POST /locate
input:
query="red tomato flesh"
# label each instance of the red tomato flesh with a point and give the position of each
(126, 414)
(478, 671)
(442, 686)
__________
GOAL OF THE EXERCISE
Look above for the line containing "# label each", then transcribe it and all lines after it through the last, exactly and with nothing else.

EXERCISE RESULT
# label each instance of the red tomato flesh with a point and give the position of each
(126, 414)
(478, 671)
(442, 686)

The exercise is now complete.